**Goal**. Rename "laptop" as "notebook computer" in everything from the line "Target: canvas bag" down to the end of the rows. Return only those lines, with nothing else changed.
[begin Recorded information]
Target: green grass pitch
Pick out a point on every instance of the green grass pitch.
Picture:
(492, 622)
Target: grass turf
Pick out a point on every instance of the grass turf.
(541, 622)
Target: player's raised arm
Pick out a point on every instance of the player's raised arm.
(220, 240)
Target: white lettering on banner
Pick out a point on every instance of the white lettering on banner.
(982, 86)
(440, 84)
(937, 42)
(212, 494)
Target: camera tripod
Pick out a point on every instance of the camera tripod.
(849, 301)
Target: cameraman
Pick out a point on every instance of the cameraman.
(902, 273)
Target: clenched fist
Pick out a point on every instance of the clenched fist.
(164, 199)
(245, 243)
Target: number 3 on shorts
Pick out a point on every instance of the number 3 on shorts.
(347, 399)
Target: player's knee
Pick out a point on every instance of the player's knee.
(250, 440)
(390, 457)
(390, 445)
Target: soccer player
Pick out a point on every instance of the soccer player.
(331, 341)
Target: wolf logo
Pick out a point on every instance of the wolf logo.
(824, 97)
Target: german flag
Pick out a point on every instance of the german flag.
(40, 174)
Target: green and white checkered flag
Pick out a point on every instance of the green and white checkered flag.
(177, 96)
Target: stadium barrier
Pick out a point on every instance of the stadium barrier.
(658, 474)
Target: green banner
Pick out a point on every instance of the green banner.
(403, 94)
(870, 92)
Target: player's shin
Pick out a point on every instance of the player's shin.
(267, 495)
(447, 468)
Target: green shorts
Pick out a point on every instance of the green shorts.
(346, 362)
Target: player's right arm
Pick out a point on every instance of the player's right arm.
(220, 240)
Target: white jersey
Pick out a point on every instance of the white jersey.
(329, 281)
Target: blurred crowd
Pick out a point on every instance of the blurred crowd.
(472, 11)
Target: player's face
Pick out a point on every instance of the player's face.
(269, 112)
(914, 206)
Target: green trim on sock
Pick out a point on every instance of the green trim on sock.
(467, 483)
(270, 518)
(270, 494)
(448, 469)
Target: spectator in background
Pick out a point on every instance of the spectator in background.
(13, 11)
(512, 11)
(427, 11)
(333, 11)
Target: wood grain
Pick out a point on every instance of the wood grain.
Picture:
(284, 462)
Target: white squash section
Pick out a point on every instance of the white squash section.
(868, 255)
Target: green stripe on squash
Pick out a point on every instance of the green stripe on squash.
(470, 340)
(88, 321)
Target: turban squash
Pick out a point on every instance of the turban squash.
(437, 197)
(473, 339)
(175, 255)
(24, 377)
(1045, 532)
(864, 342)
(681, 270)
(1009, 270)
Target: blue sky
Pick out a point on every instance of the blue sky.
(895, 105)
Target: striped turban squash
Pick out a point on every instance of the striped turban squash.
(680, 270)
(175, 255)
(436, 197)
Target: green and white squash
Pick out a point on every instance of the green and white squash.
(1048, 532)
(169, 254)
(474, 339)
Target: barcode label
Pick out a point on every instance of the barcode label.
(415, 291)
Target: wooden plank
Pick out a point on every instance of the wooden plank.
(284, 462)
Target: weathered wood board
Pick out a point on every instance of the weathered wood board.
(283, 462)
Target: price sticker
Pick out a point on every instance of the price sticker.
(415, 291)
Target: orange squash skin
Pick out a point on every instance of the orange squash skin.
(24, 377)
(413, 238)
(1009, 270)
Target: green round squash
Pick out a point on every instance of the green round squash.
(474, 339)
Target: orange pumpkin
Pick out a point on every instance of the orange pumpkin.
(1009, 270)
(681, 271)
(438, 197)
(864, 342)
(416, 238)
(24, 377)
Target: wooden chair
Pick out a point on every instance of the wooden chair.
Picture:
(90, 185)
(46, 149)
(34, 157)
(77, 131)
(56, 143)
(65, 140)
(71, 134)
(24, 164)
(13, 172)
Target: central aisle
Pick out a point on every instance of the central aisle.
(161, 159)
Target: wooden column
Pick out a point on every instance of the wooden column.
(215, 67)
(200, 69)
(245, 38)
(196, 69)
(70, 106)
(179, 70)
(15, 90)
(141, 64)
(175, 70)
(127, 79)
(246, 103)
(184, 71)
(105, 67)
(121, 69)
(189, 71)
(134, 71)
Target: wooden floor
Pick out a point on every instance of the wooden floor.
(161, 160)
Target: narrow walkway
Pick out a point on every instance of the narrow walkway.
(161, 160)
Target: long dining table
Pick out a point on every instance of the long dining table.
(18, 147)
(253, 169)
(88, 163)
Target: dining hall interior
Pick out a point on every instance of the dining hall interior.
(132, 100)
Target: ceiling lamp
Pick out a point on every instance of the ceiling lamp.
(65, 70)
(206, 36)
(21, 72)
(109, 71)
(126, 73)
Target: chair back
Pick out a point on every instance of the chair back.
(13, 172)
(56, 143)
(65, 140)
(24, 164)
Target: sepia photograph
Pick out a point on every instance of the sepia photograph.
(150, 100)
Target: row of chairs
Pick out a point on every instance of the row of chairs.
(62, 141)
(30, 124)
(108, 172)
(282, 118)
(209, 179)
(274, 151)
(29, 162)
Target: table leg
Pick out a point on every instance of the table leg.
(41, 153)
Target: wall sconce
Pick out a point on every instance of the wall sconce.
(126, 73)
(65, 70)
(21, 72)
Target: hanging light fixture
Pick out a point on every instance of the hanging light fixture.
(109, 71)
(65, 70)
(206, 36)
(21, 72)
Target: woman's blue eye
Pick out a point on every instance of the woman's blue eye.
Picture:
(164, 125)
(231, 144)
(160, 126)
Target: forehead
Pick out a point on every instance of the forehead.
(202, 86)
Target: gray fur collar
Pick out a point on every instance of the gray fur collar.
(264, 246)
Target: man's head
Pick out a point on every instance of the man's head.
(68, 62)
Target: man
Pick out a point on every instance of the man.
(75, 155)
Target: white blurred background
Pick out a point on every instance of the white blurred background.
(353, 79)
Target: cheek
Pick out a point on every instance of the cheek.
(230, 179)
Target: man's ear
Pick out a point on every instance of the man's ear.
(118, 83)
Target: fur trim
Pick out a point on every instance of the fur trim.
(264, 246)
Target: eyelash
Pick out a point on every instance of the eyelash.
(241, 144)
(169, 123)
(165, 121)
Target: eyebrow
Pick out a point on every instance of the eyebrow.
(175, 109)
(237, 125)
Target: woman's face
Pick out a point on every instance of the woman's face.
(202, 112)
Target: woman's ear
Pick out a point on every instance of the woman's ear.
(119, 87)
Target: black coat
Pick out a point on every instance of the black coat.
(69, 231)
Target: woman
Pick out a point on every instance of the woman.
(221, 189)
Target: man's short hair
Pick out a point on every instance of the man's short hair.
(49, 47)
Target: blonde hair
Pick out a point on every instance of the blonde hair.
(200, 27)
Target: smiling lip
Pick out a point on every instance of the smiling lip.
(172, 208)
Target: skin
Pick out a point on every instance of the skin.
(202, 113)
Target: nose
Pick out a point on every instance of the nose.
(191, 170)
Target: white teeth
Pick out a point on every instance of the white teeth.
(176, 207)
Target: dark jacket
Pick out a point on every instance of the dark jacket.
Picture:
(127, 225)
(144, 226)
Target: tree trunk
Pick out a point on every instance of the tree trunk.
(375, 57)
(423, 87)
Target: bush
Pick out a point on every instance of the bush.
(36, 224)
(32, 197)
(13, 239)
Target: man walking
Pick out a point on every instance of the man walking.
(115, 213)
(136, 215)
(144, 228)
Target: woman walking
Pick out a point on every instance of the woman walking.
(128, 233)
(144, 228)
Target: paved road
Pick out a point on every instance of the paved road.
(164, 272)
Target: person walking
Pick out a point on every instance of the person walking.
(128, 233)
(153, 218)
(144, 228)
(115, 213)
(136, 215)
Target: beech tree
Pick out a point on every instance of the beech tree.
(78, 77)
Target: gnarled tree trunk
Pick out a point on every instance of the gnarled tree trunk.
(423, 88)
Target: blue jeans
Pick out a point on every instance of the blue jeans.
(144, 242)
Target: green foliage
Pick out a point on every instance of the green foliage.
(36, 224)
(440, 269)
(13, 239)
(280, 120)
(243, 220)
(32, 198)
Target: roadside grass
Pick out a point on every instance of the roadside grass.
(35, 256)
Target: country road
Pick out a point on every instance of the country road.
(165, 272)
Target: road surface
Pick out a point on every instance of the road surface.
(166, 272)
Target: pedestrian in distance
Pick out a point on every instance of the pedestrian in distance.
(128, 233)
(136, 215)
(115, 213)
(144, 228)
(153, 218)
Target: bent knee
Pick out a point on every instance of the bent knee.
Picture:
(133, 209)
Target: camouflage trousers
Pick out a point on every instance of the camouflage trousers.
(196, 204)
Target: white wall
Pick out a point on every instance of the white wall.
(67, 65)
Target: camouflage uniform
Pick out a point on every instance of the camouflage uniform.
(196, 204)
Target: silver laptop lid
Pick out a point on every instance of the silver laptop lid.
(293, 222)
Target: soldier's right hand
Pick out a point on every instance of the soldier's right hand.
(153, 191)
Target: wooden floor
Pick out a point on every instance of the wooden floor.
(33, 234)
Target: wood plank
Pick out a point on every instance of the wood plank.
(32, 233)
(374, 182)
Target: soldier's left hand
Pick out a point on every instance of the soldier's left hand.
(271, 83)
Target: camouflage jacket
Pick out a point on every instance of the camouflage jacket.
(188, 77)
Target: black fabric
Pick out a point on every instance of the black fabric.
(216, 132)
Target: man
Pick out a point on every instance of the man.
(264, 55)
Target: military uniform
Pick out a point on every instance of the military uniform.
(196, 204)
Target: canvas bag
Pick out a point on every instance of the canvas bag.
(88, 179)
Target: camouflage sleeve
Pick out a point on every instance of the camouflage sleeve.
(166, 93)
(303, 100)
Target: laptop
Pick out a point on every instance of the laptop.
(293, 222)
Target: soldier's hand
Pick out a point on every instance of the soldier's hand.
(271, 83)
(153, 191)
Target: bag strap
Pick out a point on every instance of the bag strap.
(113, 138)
[end Recorded information]
**Exercise solution**.
Target: canvas bag
Pick out a point on every instance of the canvas bag.
(88, 179)
Target: camouflage sleeve
Pick out a point on every instance of the camouflage sleeve.
(166, 93)
(303, 100)
Target: notebook computer
Pick out a point on every instance of the notebook computer.
(293, 222)
Target: soldier's hand
Pick out a point on every instance of the soldier's hand.
(271, 83)
(153, 191)
Target: bag strap
Pick out a point on every instance of the bag strap.
(113, 138)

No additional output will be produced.